TASKS FOR THIS EXERCISE:
a: Reproduce the forum thread about the Canon 10mm patent between "## Tom W (Mar" and "Paso (Mar 14, 2019)", inclusive, putting "mount depth" wherever "flange distance" appears.
b: In the forum thread about the Canon 10mm patent, what is the number of the Japanese patent application?

EXCERPT PROVIDED:
● ● ● ●

# Patent: Canon EF 10mm f/2.8L USM



## Canon Rumors Guy (Mar 14, 2019)

> A patent application showing the optical formula for an EF 10mm f/2.8 prime lens has been filed in Japan.
> Japan Patent Application 2018-233223:
> 
> Focal length: 10.30mm
> ...



Continue reading...


----------



## CanonGrunt (Mar 14, 2019)

I hope they still make it..


----------



## Antono Refa (Mar 14, 2019)

Isn't a back focus of 38.00mm a little short for EF?


----------



## Canon Rumors Guy (Mar 14, 2019)

Antono Refa said:


> Isn't a back focus of 38.00mm a little short for EF?



38mm is pretty normal on wide angle lenses for EF.


----------



## Tom W (Mar 14, 2019)

This would be a focal length where the RF mount would shine - I hope Canon does come up with something ultra-short, but in a design that takes advantage of the short flange distance of the R series.


----------



## Del Paso (Mar 14, 2019)

Tom W said:


> This would be a focal length where the RF mount would shine - I hope Canon does come up with something ultra-short, but in a design that takes advantage of the short flange distance of the R series.


+ 1


----------



## flip314 (Mar 14, 2019)

Holy balls that's a crazy lens for FF... I can't even take good photos with my 10-18 EF-S, haha


----------



## Kit. (Mar 14, 2019)

Tom W said:


> This would be a focal length where the RF mount would shine - I hope Canon does come up with something ultra-short, but in a design that takes advantage of the short flange distance of the R series.


But this one could be used with the ND filter adapter.


----------



## padam (Mar 14, 2019)

Looks like they've refined it a little bit compared to 2015








Patent: Canon EF 10mm f/2.8


Here's an interesting wide angle prime optical formula patent from Canon. It's a non-fisheye EF 10mm f/2.8 for full frame sensors. Patent Publication No. 201



 www.canonrumors.com


----------



## GMCPhotographics (Mar 14, 2019)

Tom W said:


> This would be a focal length where the RF mount would shine - I hope Canon does come up with something ultra-short, but in a design that takes advantage of the short flange distance of the R series.


But it also goes to reinforce the fact that Canon are still progressing with ef lenses....it's not an Rf revolution....but the two formats living alongside each other. I think i would prefer a 10mm f2.8 prime than a 11-24mm f4 zoom. Especially if it was substantially smaller and lighter.


----------



## padam (Mar 15, 2019)

GMCPhotographics said:


> But it also goes to reinforce the fact that Canon are still progressing with ef lenses....it's not an Rf revolution....but the two formats living alongside each other. I think i would prefer a 10mm f2.8 prime than a 11-24mm f4 zoom. Especially if it was substantially smaller and lighter.

● ● ● ●

RAW DATA:
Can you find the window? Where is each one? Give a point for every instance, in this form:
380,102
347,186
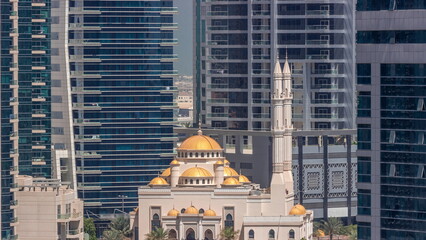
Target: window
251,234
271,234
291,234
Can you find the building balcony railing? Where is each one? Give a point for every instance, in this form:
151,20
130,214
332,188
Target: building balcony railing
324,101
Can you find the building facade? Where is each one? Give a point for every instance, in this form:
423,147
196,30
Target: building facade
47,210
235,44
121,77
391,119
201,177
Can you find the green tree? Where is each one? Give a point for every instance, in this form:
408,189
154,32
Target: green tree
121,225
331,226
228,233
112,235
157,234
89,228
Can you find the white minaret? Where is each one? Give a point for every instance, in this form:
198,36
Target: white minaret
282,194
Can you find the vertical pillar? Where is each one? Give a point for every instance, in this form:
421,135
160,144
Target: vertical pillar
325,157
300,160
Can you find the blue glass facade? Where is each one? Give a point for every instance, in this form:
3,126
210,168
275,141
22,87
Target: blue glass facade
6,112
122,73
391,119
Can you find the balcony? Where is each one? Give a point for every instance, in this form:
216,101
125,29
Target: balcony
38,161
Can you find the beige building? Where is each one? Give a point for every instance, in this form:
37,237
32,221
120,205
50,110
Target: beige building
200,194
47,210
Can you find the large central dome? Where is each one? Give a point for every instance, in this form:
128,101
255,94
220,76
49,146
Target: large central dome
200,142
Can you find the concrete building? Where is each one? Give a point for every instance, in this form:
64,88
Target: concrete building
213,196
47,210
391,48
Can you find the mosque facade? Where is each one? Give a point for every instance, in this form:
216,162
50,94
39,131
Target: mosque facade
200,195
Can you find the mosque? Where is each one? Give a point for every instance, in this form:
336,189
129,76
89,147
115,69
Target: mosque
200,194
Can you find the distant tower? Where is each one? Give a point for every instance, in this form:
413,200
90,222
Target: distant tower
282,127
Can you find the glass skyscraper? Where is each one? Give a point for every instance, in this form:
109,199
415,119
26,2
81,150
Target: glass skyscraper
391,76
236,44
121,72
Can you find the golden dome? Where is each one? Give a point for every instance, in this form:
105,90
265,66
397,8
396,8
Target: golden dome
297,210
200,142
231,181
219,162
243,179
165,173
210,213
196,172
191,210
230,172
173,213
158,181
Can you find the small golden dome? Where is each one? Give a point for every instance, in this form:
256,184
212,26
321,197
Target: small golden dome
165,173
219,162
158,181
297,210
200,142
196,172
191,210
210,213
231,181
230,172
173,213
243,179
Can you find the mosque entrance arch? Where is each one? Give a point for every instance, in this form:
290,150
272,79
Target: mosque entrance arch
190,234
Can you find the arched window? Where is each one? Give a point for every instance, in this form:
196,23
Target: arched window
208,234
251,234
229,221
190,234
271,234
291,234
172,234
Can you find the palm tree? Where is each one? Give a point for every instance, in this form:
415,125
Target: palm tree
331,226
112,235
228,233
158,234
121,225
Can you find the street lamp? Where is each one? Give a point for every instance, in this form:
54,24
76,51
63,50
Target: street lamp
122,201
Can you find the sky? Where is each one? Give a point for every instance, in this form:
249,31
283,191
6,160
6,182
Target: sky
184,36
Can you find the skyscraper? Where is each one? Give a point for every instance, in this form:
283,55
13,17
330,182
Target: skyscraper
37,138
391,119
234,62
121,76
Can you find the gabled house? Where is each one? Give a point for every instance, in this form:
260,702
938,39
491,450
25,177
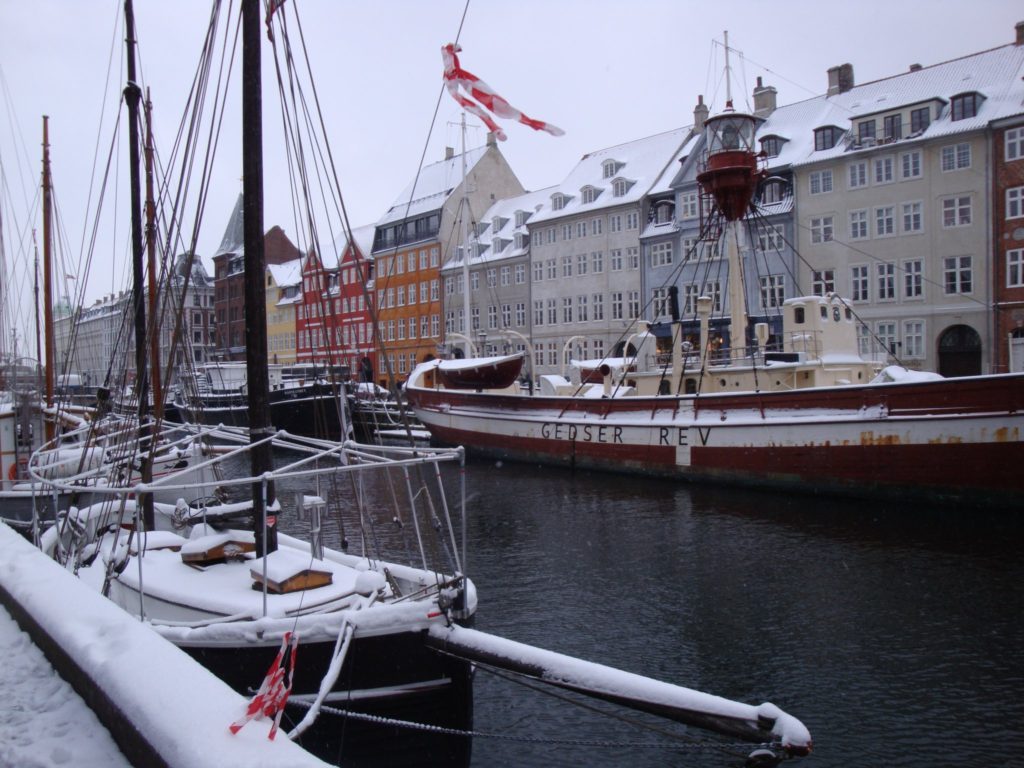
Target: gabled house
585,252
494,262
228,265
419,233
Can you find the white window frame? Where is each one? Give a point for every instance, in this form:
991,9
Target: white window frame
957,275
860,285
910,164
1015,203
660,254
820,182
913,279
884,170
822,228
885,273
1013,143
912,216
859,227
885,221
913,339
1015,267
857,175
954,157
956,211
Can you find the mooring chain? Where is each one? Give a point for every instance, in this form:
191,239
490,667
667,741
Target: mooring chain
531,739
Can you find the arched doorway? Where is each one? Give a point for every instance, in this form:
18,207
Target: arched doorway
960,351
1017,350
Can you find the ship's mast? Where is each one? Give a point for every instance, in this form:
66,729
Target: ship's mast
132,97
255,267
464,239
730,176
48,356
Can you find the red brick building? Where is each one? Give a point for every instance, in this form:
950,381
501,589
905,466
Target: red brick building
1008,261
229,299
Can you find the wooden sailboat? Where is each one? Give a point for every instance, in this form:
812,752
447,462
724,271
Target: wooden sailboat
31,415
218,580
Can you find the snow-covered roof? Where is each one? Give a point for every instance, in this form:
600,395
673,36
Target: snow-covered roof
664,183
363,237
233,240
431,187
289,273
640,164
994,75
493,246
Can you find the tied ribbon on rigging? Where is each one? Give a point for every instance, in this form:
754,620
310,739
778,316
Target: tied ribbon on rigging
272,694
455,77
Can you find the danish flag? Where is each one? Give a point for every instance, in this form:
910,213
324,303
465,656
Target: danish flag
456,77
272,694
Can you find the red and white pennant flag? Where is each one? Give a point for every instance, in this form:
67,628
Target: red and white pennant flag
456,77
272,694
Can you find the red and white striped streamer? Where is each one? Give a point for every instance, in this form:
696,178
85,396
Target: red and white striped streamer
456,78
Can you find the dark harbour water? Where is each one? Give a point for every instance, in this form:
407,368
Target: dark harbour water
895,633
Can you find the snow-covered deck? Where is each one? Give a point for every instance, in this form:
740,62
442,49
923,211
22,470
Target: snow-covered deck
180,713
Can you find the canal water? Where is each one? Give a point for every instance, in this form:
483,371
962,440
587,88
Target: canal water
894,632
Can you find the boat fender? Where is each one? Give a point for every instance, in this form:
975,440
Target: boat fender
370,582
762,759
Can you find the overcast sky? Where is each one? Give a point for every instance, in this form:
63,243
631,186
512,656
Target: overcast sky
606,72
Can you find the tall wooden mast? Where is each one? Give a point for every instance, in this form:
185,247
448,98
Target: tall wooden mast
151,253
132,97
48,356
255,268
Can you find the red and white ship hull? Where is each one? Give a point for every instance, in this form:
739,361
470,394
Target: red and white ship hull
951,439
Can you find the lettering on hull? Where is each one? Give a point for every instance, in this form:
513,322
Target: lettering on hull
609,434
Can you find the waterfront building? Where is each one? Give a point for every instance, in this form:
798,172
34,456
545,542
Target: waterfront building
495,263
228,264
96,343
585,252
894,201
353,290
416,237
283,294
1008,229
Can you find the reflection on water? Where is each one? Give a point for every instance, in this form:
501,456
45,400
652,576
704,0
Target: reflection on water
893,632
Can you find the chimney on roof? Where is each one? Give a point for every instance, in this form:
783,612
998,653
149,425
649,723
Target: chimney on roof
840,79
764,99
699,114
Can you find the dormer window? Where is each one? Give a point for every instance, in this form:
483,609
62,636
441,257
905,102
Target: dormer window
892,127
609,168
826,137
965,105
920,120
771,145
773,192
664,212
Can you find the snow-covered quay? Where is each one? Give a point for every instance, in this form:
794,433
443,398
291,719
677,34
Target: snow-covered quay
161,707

● ● ● ●

ANSWERS TO THE EXERCISES:
a:
## Tom W (Mar 14, 2019)

This would be a focal length where the RF mount would shine - I hope Canon does come up with something ultra-short, but in a design that takes advantage of the short mount depth of the R series.


----------



## Del Paso (Mar 14, 2019)

b: 2018-233223